• [To be done]:
Please quote every line of the material below word for word, leaving out the pictures.

[Excerpts of location labeling data]
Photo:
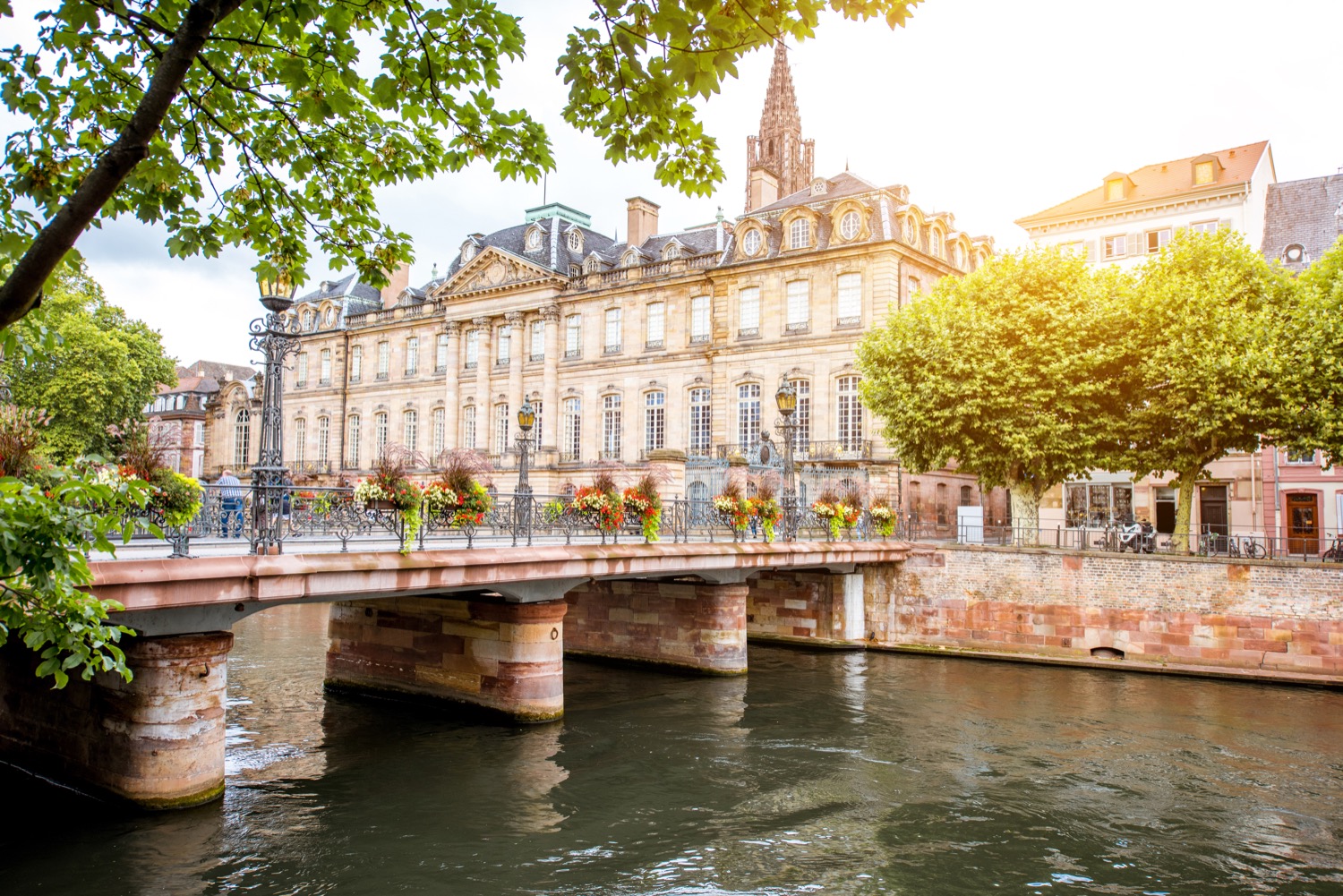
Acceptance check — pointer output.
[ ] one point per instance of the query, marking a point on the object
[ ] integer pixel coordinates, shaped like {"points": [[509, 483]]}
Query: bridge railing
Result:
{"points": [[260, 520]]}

• [Answer to this task]:
Photo:
Acceptance check — pointer output.
[ ] one point per instance of the query, marking a point on the object
[ ] integer pixel coordinates, shaped like {"points": [[509, 483]]}
Query: bridge railing
Result:
{"points": [[260, 520]]}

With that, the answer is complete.